WHAT THE TASK ASKS: Substitute "gray cloud" for "white cloud" throughout the material below, and give it back with nothing else changed.

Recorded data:
******************************
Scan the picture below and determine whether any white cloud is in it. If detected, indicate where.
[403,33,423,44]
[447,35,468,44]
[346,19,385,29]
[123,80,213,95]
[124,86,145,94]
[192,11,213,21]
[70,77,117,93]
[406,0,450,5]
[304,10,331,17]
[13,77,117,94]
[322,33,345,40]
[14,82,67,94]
******************************
EXERCISE OUTPUT:
Scan the picture below and determine whether any gray cloud is in it. If detected, indicate where.
[403,33,423,44]
[447,35,468,44]
[346,19,385,29]
[123,80,213,95]
[124,86,145,94]
[192,11,213,21]
[70,77,117,93]
[406,0,450,5]
[304,10,331,17]
[13,77,117,94]
[322,33,345,40]
[14,82,67,94]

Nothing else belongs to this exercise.